• WHAT IS BEING ASKED:
In the data below, repeat word for word the stretch from the line that contains "Exercise. Mark the white" through the end of the data, both ends included.

......

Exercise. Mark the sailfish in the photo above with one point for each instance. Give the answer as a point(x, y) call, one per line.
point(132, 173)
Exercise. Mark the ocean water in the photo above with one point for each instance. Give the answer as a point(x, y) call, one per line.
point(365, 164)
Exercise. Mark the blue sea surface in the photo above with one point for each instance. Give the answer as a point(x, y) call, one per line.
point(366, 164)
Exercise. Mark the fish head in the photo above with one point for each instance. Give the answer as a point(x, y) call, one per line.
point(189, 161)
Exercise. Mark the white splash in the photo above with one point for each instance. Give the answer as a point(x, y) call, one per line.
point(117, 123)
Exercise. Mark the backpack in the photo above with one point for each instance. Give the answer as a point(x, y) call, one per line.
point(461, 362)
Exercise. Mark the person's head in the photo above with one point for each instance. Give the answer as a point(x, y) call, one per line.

......

• RESULT FOR THIS TASK:
Exercise. Mark the white splash in the photo above with one point for each instance. Give the answer as a point(x, y) call, one per line.
point(117, 123)
Exercise. Mark the backpack in the photo above with one point for each instance. Give the answer as a point(x, y) call, one per line.
point(461, 362)
Exercise. Mark the person's head in the photo above with one point for each instance. Give the answer as a point(x, y) call, one per line.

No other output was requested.